Do this
In the Newsweek excerpt on Katrina below, where did Bush go to make his televised promises the week after the cover story appeared?

— begin Selected extract —

Jonathan Alter writes in this week’s Newsweek:

A year ago, in the aftermath of hurricane Katrina, NEWSWEEK published a cover story called “Poverty, Race and Katrina: Lessons of a National Shame.” The article suggested that the disaster was prompting a fresh look at “The Other America”—the 37 million Americans living below the poverty line. “It takes a hurricane,” I wrote. “It takes the sight of the United States with a big black eye—visible around the world—to help the rest of us begin to see again.” I ended on a hopeful note: “What kind of president does George W. Bush want to be? … If he seizes the moment, he could undertake a midcourse correction that might materially change the lives of millions. Katrina gives Bush an only-Nixon-could-go-to-China opportunity, if he wants it.”

Some readers told me at the time that this was naive—that the president, if not indifferent to the problems of black people, as the singer Kanye West charged, was not going to do anything significant to help them. At first this seemed too cynical. The week after the article appeared, Bush went to Jackson Square in New Orleans and made televised promises not only for Katrina relief but to address some of the underlying struggles of the poor. He proposed “worker recovery accounts” to help evacuees find work by paying for job training, school and child care; an Urban Homesteading Act that would make empty lots and loans available to the poor to start over, and a Gulf Enterprise Zone to spur business investment in poor areas. Small ideas, perhaps, but good ones.

— end Selected extract —
— begin Source material —

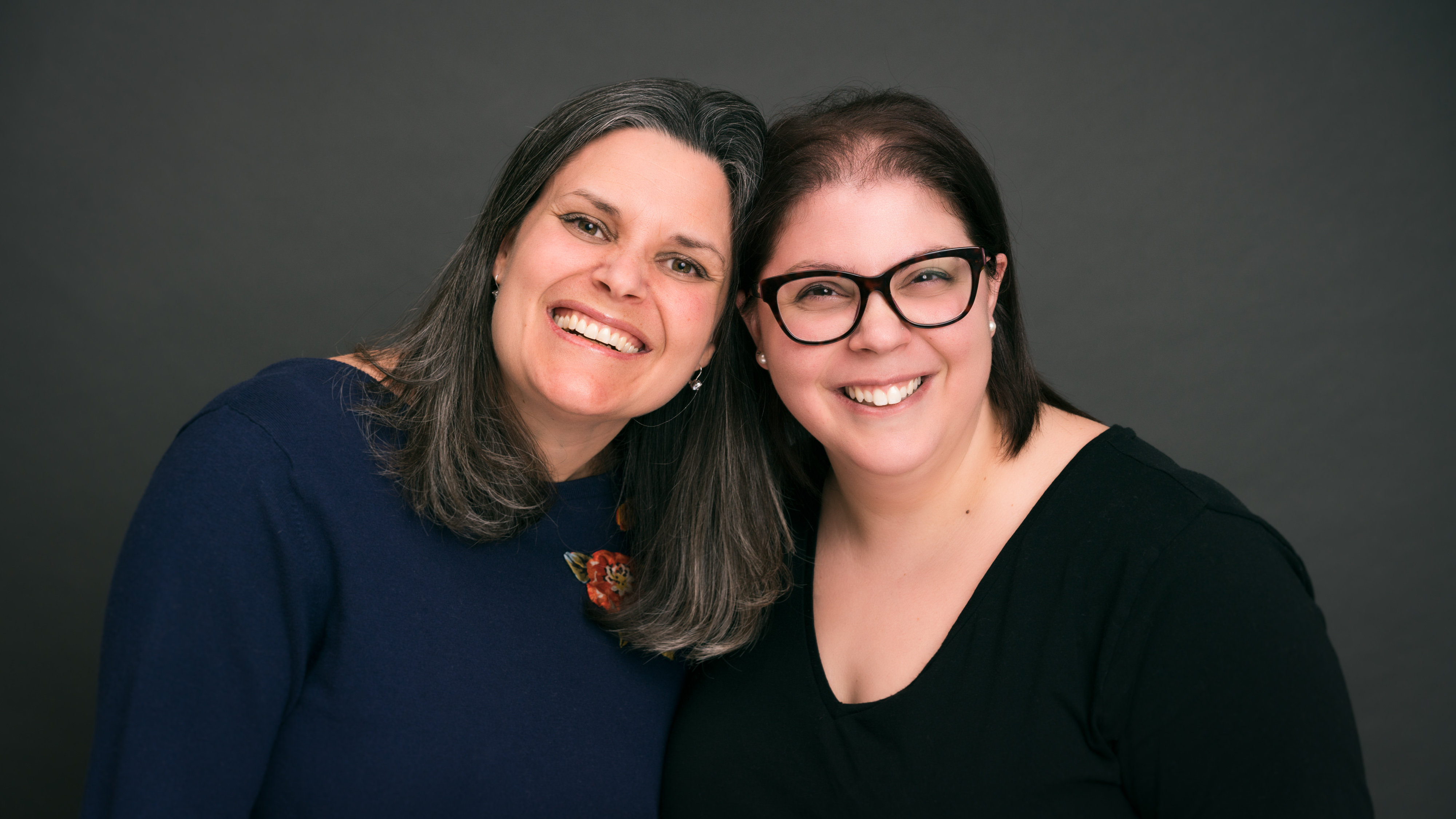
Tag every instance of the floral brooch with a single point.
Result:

— end Source material —

Task response
Jackson Square in New Orleans.